強みを磨いて企業価値を追求

2014/01/10

・CFOフォーラムジャパンでコマツの坂根正弘氏の話を聴いた。坂根相談役は、コマツの9代目の社長で、現在の大橋社長は11代目である。コマツの創業者は竹内明太郎で、吉田茂の兄である。日産自動車の創立にも関わっており、ダットサン(DATSUN)のTは竹内のTである。

・坂根氏は社長の時、「日本国籍グローバル企業」になると決めた。世界トップの米国キャタピラーは、その時規模で1.8倍。自社の弱みを議論しても仕方がないと考えた。強みを磨くことに集中した。

・その場合、ビジネスモデル(BM)で先行する必要がある。BMで先行すれば現場力を活かすことができる。日本の多くの企業は現場力を強調するが、肝心のBMで遅れをとってしまうことが多いと指摘する。

・本質は企業価値の追求であるが、その方策についてはまだ確立していない、と坂根氏は言う。但し、考え方についてははっきりしており、あらゆるステークホールダーの信頼度の総和が企業価値であると定義する。

・ステークホールダーには、価値を創出する人、価値を評価する人、価値と共存する人がおり、それぞれの信頼度を高める必要がある。その中で、価値を創る人、つまり顧客の信頼度が最も重要であると考え、ブランドマネジメントを本格化させた。それが2006年からスタートさせた「コマツウエイ」への挑戦である。

・坂根氏は2001年に社長になった。営業赤字に陥っていた。多くの企業は景気がダウンしても雇用を守りたいといろいろな事業に手を出す。坂根氏は1位、2位になりうるもの以外はやらないと決めた。日本で700種類もあった製品の半分をやめた。300社ほどあった子会社も3分の1は整理した。

作業内容 — 本文のうち「強みを磨いて企業価値を追求」から「マツウエイ」への挑戦である。」までを、両端を含めてそのまま書き写してください。 記録は本文とは関係ありません。

物体位置アノテーションデータ:

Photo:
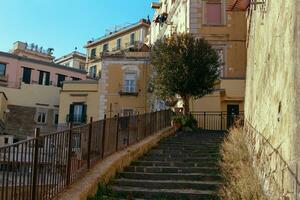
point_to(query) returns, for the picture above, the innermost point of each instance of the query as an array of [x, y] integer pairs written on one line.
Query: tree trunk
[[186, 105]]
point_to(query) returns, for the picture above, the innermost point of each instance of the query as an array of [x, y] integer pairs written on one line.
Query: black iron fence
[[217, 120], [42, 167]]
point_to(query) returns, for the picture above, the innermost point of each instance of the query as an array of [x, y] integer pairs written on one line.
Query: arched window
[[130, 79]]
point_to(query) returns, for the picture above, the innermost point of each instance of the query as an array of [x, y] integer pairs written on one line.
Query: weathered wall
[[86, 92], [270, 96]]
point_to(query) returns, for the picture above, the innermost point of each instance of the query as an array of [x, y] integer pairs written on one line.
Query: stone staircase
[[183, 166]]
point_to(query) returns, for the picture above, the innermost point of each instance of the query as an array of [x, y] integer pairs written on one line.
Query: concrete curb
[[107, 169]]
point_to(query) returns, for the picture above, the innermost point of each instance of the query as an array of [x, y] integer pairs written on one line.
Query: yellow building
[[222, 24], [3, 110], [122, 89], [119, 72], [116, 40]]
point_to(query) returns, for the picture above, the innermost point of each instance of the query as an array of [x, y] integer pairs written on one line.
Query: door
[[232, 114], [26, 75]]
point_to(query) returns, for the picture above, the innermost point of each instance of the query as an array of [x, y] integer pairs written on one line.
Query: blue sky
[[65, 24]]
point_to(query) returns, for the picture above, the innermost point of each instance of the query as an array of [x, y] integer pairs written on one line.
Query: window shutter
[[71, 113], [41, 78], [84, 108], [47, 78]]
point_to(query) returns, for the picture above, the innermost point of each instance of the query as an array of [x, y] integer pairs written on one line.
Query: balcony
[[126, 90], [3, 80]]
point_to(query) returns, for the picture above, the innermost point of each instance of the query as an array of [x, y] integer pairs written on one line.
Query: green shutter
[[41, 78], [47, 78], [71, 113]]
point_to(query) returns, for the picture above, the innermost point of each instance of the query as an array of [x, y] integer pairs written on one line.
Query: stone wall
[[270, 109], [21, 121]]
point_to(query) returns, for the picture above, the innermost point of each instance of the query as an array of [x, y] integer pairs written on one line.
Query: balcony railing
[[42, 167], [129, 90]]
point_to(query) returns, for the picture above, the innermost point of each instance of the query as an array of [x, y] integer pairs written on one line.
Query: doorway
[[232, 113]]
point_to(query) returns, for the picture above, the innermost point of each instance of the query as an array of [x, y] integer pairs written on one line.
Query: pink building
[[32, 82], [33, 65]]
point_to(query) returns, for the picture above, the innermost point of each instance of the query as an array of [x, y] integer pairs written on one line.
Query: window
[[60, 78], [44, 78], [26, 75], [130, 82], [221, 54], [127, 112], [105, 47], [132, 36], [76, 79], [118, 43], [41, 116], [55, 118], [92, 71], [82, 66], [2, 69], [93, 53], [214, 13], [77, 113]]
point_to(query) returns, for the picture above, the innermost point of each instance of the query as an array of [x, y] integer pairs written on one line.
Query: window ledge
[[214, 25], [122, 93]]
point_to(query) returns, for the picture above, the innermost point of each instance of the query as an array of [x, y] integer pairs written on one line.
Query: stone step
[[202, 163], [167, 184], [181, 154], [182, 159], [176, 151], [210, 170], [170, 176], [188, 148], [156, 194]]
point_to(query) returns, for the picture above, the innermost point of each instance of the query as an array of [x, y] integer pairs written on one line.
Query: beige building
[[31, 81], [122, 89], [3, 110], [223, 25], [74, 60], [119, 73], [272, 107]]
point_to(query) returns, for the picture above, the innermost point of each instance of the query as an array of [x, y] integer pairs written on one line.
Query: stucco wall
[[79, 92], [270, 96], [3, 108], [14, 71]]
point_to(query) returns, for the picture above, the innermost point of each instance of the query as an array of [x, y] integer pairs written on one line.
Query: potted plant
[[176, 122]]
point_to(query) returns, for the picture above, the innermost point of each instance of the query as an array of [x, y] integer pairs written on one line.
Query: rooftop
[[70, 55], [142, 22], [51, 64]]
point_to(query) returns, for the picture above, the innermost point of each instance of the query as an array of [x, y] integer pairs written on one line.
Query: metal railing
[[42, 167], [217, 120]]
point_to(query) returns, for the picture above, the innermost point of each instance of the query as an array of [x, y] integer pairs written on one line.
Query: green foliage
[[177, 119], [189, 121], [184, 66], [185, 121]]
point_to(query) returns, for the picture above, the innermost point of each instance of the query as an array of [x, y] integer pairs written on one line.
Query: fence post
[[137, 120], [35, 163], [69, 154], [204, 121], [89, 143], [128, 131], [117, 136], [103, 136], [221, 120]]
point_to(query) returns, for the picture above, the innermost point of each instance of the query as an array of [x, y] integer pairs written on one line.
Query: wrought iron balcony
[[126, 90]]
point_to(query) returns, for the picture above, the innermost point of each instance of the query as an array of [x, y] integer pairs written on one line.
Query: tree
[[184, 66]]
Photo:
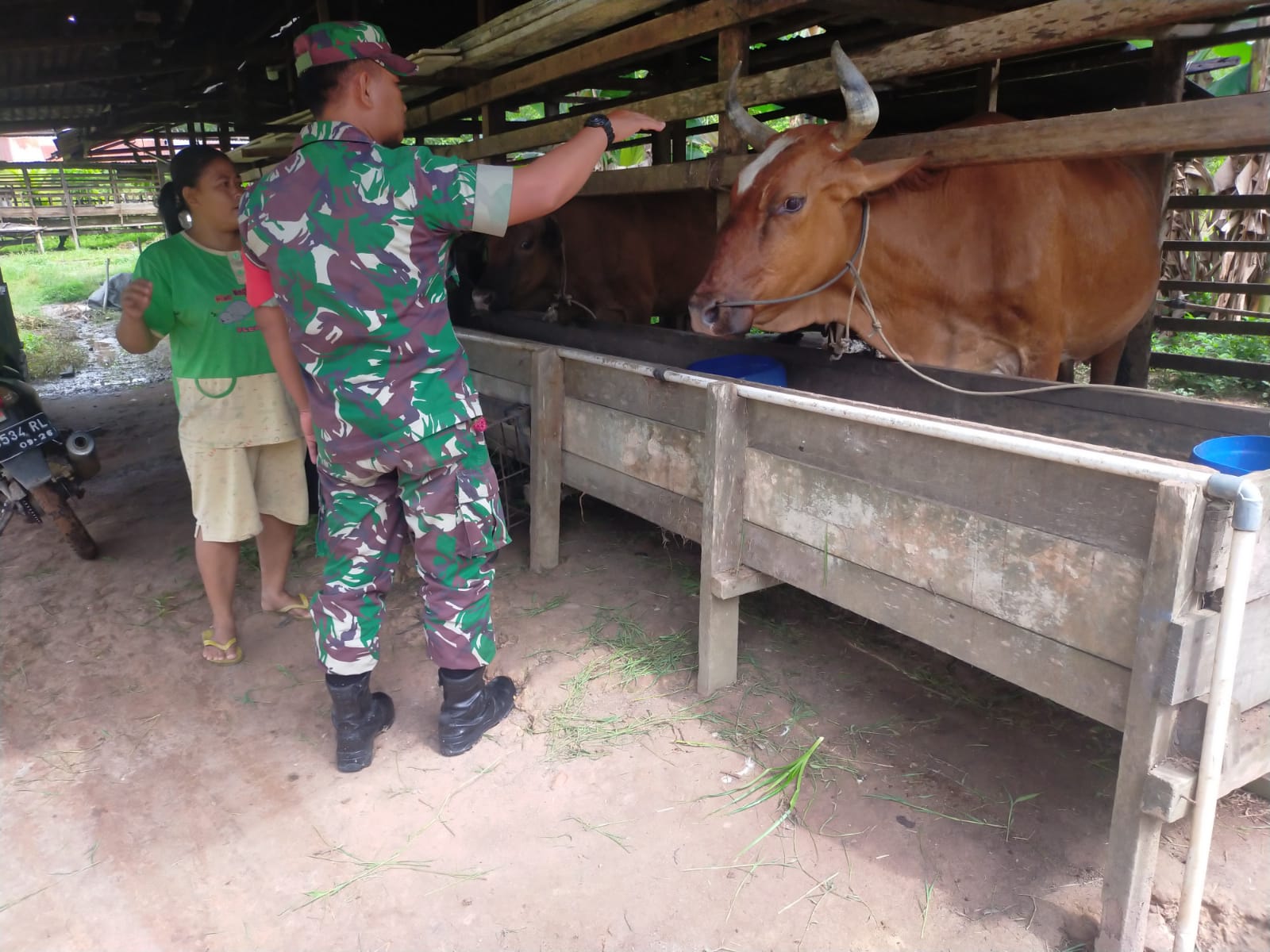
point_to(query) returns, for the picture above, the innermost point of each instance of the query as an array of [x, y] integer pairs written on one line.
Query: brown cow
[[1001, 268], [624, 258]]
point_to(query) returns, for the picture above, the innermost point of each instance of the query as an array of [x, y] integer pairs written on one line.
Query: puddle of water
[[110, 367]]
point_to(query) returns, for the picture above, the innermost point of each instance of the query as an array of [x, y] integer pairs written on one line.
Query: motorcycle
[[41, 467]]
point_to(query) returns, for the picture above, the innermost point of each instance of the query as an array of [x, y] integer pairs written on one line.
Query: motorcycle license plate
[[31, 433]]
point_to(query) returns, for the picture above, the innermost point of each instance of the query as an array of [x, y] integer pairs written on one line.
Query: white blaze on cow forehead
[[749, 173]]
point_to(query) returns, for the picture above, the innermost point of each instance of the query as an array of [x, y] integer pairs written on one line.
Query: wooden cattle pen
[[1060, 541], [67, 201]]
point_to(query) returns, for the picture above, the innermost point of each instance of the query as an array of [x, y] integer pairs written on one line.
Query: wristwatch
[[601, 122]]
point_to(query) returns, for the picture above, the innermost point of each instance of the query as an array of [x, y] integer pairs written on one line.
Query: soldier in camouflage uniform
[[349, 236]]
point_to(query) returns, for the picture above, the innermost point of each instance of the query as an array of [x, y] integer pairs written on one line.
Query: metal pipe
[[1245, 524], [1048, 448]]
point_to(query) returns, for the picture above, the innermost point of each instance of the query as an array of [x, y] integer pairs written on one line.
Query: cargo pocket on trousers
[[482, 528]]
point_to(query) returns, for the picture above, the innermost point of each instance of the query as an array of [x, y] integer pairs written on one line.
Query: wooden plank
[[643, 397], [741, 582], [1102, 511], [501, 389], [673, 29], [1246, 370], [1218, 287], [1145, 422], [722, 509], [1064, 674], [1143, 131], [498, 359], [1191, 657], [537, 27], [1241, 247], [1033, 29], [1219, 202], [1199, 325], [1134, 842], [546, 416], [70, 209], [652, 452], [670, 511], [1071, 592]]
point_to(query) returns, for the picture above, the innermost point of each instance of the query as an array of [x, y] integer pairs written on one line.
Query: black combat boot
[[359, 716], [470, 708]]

==

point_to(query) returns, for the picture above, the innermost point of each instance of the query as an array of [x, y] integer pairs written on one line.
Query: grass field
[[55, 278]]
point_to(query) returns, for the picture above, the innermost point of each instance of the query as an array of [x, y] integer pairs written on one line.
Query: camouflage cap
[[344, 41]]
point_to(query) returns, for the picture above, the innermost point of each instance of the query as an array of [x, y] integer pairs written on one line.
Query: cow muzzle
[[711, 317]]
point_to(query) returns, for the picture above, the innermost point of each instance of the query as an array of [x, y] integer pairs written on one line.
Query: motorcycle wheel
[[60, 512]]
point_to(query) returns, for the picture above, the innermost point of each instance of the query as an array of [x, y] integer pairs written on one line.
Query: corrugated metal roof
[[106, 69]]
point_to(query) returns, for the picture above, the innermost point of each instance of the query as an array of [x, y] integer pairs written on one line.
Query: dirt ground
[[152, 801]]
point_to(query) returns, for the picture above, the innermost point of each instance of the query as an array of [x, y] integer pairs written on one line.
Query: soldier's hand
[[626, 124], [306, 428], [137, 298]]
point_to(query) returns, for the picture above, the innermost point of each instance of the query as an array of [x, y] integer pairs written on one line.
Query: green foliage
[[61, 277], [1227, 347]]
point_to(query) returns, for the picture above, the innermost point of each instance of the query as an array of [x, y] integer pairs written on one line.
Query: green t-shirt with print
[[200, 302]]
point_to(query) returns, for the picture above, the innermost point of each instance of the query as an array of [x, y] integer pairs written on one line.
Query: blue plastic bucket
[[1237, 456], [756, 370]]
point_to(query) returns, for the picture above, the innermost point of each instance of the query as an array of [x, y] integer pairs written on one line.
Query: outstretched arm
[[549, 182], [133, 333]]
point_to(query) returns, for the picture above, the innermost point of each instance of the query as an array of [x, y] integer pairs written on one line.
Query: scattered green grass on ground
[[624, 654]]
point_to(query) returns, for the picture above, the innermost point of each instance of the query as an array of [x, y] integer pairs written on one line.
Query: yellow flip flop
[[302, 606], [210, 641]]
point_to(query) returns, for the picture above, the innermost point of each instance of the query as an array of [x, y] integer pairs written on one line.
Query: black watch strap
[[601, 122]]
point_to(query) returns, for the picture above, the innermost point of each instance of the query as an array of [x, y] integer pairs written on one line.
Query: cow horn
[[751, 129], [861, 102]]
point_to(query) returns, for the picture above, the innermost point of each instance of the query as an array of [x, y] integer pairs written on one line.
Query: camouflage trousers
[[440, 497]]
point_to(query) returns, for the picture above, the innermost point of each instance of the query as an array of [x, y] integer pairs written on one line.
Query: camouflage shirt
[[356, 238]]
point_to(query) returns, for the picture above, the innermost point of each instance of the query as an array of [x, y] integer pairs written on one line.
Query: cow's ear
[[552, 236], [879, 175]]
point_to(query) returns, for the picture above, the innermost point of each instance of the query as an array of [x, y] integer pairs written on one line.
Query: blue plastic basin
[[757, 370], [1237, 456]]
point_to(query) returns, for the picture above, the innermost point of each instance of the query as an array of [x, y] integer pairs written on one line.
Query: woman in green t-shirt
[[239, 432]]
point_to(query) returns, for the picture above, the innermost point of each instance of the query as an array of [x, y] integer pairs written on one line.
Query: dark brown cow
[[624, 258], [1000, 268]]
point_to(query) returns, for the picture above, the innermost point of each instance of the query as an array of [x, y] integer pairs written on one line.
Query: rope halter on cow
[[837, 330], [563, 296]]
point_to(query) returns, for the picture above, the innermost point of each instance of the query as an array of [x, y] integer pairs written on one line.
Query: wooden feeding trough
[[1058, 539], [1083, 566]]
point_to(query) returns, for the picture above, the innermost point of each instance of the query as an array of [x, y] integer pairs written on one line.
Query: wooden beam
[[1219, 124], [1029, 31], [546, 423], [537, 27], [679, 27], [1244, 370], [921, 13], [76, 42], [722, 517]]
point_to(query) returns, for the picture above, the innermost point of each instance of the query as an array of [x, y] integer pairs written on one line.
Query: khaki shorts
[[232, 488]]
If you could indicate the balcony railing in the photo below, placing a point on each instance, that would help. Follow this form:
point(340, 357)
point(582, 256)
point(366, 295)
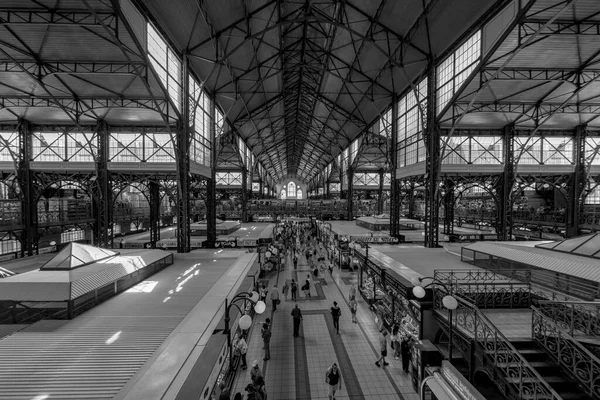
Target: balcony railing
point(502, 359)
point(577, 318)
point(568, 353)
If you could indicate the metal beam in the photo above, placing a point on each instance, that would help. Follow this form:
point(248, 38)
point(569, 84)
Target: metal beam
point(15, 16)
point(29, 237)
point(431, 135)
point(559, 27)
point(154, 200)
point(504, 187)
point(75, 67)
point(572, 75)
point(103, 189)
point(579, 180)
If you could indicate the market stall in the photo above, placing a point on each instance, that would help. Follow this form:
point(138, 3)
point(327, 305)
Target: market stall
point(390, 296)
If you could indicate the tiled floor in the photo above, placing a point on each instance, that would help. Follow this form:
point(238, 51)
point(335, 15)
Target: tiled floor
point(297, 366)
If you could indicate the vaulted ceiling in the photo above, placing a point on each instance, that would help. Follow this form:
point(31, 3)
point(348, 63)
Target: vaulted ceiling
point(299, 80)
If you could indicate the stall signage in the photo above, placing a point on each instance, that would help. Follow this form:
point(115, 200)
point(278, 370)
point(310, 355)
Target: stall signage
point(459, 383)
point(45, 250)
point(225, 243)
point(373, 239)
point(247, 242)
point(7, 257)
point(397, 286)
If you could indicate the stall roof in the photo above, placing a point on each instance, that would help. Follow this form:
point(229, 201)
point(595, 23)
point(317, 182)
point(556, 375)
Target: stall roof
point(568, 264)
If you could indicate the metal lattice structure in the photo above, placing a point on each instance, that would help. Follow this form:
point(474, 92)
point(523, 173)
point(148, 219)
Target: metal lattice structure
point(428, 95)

---

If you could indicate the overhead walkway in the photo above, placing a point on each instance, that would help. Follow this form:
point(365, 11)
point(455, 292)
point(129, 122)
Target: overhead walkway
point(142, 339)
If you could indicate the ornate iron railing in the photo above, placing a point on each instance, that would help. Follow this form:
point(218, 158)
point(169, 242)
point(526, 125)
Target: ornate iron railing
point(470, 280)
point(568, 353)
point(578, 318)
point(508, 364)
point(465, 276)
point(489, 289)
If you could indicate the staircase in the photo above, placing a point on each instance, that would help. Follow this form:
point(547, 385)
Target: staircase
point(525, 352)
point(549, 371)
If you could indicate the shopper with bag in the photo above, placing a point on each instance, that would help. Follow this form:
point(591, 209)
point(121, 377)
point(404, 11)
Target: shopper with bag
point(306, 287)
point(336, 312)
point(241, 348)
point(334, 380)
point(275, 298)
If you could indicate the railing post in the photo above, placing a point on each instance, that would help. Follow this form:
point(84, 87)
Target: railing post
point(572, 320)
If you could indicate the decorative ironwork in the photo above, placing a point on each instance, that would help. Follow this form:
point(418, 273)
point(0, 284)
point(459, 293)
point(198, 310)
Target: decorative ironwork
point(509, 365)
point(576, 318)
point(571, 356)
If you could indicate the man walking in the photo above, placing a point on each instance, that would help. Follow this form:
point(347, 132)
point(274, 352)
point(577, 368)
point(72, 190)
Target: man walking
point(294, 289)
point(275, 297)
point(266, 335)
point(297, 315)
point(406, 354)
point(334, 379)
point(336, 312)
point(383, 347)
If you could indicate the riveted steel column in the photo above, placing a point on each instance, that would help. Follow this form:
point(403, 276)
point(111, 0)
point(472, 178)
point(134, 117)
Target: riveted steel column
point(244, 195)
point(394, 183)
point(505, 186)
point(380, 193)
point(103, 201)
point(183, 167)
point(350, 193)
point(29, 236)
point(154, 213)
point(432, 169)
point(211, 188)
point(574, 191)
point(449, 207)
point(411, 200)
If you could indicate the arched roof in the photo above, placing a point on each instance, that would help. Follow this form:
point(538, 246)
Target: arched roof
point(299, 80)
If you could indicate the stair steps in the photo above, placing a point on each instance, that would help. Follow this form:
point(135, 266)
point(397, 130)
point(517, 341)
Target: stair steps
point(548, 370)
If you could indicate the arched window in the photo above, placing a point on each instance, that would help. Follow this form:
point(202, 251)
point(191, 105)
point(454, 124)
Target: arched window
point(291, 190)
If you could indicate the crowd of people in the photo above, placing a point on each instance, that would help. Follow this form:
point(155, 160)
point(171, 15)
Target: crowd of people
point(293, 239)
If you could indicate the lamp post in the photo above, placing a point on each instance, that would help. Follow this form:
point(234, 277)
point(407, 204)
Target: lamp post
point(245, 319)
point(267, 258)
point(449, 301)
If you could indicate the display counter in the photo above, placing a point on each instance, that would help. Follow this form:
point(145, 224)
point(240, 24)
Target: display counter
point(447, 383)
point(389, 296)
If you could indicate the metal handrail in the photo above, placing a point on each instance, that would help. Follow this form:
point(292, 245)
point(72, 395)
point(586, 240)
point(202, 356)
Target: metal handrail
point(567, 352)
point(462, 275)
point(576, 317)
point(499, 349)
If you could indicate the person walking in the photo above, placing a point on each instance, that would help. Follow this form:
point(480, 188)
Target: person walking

解答 —
強みを磨いて企業価値を追求

2014/01/10

・CFOフォーラムジャパンでコマツの坂根正弘氏の話を聴いた。坂根相談役は、コマツの9代目の社長で、現在の大橋社長は11代目である。コマツの創業者は竹内明太郎で、吉田茂の兄である。日産自動車の創立にも関わっており、ダットサン(DATSUN)のTは竹内のTである。

・坂根氏は社長の時、「日本国籍グローバル企業」になると決めた。世界トップの米国キャタピラーは、その時規模で1.8倍。自社の弱みを議論しても仕方がないと考えた。強みを磨くことに集中した。

・その場合、ビジネスモデル(BM)で先行する必要がある。BMで先行すれば現場力を活かすことができる。日本の多くの企業は現場力を強調するが、肝心のBMで遅れをとってしまうことが多いと指摘する。

・本質は企業価値の追求であるが、その方策についてはまだ確立していない、と坂根氏は言う。但し、考え方についてははっきりしており、あらゆるステークホールダーの信頼度の総和が企業価値であると定義する。

・ステークホールダーには、価値を創出する人、価値を評価する人、価値と共存する人がおり、それぞれの信頼度を高める必要がある。その中で、価値を創る人、つまり顧客の信頼度が最も重要であると考え、ブランドマネジメントを本格化させた。それが2006年からスタートさせた「コマツウエイ」への挑戦である。